### REQUIRED TASK:
Please output the entries below from the line that contains "point: sky |" through the final line, reproduced exactly and alone.

### INPUT:
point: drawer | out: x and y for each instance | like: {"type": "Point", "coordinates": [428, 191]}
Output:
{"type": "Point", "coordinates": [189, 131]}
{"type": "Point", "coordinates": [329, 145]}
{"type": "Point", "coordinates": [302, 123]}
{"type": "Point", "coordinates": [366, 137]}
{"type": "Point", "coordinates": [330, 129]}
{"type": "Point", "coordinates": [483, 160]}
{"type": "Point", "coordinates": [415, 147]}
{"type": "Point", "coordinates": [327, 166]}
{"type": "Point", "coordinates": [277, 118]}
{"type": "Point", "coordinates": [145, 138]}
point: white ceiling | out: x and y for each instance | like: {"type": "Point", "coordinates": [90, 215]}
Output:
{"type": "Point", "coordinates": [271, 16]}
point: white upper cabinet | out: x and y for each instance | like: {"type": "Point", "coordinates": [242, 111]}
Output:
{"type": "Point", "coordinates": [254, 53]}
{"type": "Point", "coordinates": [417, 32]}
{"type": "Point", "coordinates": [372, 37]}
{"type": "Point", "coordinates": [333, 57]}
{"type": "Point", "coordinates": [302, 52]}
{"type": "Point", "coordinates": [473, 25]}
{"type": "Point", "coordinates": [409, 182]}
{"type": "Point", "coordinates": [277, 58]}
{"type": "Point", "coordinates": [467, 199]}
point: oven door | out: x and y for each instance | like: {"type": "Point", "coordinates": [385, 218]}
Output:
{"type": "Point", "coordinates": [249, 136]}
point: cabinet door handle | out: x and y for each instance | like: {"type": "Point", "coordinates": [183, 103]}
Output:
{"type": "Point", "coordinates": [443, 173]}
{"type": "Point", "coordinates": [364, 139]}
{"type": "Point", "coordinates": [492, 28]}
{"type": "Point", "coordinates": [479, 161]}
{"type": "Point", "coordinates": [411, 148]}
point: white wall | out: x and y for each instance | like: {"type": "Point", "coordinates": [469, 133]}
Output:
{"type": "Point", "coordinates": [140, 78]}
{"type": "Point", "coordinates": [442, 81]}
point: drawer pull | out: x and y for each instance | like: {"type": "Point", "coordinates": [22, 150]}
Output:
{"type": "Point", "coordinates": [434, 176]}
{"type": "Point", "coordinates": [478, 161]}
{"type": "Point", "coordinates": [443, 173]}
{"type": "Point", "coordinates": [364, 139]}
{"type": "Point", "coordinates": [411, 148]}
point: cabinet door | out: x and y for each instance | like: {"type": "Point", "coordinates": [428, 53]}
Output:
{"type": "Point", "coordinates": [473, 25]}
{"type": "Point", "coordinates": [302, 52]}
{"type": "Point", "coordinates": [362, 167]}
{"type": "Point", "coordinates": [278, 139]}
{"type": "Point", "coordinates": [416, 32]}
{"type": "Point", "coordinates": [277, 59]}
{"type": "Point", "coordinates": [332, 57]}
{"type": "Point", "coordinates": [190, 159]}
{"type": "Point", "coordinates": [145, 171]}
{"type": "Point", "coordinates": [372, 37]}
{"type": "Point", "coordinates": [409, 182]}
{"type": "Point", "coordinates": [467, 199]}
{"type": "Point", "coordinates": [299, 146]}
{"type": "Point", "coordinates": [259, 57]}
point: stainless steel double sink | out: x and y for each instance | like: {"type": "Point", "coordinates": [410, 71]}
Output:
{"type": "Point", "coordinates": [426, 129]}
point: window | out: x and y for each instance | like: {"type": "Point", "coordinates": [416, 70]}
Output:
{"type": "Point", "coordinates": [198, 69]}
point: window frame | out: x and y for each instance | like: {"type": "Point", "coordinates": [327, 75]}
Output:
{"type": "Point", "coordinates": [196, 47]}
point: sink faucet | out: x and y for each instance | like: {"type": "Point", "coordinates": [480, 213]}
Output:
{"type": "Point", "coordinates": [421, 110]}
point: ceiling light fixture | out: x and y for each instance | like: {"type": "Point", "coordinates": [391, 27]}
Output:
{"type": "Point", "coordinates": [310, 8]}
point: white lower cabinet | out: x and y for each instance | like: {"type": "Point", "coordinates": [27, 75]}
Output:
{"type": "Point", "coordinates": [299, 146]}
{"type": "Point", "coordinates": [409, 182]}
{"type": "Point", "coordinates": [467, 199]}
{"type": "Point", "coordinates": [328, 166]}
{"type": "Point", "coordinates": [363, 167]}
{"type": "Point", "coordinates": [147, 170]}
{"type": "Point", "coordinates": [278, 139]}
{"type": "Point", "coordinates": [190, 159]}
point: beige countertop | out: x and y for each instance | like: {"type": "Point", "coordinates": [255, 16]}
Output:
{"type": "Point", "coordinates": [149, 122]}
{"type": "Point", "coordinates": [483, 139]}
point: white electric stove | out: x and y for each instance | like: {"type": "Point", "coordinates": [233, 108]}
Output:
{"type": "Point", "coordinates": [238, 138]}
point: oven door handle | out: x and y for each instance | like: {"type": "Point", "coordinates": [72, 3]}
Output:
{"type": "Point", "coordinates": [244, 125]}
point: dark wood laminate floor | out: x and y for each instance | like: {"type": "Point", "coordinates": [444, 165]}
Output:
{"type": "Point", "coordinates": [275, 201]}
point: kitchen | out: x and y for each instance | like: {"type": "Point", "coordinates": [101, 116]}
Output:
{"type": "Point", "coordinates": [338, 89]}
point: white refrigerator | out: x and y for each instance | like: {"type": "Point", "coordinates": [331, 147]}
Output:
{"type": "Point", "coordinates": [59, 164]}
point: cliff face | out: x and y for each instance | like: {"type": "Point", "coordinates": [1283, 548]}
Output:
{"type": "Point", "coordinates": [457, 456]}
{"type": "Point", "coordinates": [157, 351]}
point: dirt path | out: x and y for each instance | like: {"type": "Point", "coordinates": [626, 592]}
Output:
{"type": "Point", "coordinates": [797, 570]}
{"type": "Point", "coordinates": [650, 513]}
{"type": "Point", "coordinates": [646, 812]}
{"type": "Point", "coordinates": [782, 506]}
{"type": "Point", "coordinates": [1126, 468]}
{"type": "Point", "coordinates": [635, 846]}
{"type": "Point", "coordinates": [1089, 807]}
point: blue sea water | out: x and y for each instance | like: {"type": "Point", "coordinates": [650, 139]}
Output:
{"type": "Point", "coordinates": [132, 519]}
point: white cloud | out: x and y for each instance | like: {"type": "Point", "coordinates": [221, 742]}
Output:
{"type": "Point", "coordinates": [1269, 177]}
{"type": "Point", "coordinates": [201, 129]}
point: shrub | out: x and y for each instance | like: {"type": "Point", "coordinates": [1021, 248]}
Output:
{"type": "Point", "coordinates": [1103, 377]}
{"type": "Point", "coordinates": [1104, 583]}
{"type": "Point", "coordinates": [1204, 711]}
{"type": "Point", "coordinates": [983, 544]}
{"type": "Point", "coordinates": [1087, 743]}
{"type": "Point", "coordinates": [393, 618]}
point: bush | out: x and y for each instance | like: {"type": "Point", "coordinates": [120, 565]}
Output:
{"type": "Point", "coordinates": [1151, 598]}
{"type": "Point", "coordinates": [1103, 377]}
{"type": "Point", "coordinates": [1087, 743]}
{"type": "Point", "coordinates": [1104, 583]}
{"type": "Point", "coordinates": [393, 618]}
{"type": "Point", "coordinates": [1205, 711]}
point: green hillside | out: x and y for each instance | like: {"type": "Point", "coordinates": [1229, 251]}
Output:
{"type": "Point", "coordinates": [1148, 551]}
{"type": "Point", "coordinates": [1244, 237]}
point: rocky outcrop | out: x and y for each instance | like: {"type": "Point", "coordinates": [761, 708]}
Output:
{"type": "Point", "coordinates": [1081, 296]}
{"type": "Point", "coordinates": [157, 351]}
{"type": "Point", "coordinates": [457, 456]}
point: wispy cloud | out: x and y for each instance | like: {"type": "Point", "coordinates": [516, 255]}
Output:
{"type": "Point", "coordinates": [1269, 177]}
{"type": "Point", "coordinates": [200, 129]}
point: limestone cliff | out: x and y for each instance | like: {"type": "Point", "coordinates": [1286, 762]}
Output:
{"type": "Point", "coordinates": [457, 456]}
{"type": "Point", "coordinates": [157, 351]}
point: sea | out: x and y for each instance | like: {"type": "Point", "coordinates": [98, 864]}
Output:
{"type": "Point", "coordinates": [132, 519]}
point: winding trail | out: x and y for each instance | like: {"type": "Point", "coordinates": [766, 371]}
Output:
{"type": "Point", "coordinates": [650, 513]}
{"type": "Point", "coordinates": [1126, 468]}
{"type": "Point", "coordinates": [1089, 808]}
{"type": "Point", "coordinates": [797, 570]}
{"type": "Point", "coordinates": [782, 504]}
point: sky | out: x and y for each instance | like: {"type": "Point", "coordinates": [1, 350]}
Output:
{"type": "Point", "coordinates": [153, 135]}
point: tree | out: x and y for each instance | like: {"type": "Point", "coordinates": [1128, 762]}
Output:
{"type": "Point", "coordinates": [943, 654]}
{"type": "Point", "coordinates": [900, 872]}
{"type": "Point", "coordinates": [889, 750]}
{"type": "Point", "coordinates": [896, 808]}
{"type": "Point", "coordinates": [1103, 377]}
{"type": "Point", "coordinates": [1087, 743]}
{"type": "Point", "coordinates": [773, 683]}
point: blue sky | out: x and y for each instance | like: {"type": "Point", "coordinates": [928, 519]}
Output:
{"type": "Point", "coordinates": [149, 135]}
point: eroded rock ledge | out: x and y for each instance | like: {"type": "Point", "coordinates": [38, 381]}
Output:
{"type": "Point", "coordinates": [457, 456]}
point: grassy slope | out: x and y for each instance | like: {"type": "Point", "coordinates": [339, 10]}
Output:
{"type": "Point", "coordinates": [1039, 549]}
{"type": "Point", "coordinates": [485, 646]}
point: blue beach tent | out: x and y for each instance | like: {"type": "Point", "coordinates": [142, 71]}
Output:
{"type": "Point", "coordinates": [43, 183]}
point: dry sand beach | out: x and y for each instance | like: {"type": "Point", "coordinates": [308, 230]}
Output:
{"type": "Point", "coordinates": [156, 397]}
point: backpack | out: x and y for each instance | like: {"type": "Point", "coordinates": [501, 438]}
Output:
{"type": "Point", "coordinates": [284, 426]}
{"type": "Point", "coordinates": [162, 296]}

### ANSWER TO THIS PROBLEM:
point: sky | out: x and y for each instance | like: {"type": "Point", "coordinates": [1, 350]}
Output:
{"type": "Point", "coordinates": [153, 135]}
point: tree | out: x and y for each instance | like: {"type": "Point", "coordinates": [1128, 762]}
Output:
{"type": "Point", "coordinates": [943, 654]}
{"type": "Point", "coordinates": [900, 872]}
{"type": "Point", "coordinates": [889, 750]}
{"type": "Point", "coordinates": [896, 808]}
{"type": "Point", "coordinates": [1103, 377]}
{"type": "Point", "coordinates": [1087, 743]}
{"type": "Point", "coordinates": [773, 683]}
point: blue sky | out: x and y for each instance | like: {"type": "Point", "coordinates": [928, 519]}
Output:
{"type": "Point", "coordinates": [149, 135]}
point: eroded rock ledge | out: x and y for each instance | like: {"type": "Point", "coordinates": [38, 381]}
Output:
{"type": "Point", "coordinates": [457, 456]}
point: grassy slope | out: x and y for each instance | like: {"type": "Point", "coordinates": [339, 10]}
Output:
{"type": "Point", "coordinates": [1039, 549]}
{"type": "Point", "coordinates": [485, 646]}
point: blue beach tent | out: x and y for each instance | like: {"type": "Point", "coordinates": [142, 71]}
Output:
{"type": "Point", "coordinates": [43, 183]}
point: dry sand beach | out: x and y for each instance | like: {"type": "Point", "coordinates": [308, 230]}
Output:
{"type": "Point", "coordinates": [156, 397]}
point: backpack | out: x and y for each instance | like: {"type": "Point", "coordinates": [501, 438]}
Output:
{"type": "Point", "coordinates": [284, 426]}
{"type": "Point", "coordinates": [162, 296]}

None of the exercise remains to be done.